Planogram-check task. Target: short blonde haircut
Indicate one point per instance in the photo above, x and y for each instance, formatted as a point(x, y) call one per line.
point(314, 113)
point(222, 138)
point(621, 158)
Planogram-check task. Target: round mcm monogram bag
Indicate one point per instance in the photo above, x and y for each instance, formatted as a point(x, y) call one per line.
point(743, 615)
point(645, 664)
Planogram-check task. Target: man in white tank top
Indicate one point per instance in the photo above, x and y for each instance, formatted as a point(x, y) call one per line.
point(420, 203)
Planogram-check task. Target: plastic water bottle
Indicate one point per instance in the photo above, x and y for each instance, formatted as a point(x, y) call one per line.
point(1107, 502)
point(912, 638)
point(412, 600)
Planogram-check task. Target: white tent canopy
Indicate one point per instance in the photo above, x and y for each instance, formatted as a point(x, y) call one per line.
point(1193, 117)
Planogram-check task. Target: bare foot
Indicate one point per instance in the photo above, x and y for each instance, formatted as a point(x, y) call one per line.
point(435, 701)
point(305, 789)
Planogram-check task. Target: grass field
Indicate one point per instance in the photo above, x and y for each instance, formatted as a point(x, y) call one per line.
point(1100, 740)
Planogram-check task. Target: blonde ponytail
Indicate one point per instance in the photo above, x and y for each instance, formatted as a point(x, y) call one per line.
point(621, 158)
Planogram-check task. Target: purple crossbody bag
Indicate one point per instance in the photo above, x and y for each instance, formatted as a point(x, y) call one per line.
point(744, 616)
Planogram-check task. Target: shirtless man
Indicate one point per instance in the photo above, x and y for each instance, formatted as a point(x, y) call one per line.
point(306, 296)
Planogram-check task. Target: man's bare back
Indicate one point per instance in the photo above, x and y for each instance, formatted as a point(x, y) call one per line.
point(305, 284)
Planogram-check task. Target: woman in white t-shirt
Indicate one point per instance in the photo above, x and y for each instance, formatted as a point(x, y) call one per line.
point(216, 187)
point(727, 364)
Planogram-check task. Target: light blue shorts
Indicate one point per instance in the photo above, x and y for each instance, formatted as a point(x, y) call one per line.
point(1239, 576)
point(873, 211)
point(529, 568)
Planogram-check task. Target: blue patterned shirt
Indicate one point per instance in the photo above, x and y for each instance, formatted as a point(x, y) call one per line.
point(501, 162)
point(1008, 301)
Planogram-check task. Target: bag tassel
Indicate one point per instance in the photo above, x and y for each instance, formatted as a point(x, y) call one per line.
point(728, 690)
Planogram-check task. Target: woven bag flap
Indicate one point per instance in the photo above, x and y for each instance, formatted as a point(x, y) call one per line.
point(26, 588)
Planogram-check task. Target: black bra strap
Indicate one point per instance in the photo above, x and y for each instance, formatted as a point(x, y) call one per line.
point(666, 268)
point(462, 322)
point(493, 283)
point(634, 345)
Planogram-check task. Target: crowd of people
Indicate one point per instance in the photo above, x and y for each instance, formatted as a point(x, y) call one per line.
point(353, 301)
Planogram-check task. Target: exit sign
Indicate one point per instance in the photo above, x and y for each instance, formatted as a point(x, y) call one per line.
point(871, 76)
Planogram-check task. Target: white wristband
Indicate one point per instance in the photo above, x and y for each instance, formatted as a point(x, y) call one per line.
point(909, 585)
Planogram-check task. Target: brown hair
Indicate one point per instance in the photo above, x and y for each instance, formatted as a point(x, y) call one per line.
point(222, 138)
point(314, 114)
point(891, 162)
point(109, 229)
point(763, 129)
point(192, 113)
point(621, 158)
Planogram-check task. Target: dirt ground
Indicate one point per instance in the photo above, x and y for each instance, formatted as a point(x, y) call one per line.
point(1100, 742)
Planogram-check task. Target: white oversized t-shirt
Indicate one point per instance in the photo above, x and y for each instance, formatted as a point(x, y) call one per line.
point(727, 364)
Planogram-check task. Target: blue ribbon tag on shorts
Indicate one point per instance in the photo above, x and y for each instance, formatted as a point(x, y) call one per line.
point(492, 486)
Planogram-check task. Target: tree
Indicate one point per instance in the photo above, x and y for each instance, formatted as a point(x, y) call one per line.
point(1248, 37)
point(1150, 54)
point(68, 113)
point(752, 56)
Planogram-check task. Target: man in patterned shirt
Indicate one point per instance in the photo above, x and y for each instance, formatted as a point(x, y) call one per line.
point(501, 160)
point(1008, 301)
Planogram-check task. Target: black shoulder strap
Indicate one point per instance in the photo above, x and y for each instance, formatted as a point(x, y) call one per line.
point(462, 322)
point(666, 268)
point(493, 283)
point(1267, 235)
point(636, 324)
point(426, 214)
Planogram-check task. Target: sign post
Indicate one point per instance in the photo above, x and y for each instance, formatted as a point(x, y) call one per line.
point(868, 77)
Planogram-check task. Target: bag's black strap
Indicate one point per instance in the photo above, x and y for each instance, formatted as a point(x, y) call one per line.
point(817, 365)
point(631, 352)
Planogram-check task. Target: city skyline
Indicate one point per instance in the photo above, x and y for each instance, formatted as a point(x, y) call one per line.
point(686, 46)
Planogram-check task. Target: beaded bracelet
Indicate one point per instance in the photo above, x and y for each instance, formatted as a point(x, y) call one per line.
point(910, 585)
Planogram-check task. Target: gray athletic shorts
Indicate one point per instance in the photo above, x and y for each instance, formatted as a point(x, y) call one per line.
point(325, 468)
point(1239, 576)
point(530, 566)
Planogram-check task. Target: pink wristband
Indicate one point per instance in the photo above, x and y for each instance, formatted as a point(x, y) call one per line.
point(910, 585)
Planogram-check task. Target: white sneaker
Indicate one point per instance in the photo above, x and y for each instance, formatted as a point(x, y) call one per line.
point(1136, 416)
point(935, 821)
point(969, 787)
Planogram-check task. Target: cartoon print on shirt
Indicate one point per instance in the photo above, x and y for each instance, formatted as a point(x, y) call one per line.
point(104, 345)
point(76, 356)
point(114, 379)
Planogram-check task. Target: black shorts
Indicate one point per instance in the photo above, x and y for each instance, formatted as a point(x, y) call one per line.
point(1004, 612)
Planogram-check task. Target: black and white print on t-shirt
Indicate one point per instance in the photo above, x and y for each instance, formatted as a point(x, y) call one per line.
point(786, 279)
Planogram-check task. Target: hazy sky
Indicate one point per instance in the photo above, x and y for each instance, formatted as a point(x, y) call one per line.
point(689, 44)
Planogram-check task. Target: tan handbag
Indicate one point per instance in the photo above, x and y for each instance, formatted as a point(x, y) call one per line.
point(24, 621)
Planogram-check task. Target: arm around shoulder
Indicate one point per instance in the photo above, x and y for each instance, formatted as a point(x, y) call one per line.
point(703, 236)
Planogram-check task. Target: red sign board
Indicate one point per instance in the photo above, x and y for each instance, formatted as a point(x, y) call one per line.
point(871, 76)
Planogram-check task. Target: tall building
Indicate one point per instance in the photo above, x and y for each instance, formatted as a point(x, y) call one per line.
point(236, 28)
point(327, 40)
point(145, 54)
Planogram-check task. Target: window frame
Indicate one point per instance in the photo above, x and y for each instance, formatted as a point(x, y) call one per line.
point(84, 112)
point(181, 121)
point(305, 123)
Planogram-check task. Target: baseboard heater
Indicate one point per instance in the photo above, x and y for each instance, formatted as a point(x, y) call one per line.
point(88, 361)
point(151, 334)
★ ★ ★ ★ ★ ★ ★
_Problem statement_
Using the material, count the lines where the word "bare" appears. Give the number by itself.

_Solution_
2